> [Aim of the task]:
Count the lines in the material below that contain the string "Pressing", matching case exactly. Give only the number.

> [Data entries]:

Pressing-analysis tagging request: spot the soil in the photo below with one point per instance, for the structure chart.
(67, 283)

--

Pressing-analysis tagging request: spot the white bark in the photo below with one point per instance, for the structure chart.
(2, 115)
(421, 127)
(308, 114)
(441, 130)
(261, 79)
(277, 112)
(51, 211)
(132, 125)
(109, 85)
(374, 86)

> [Written response]:
2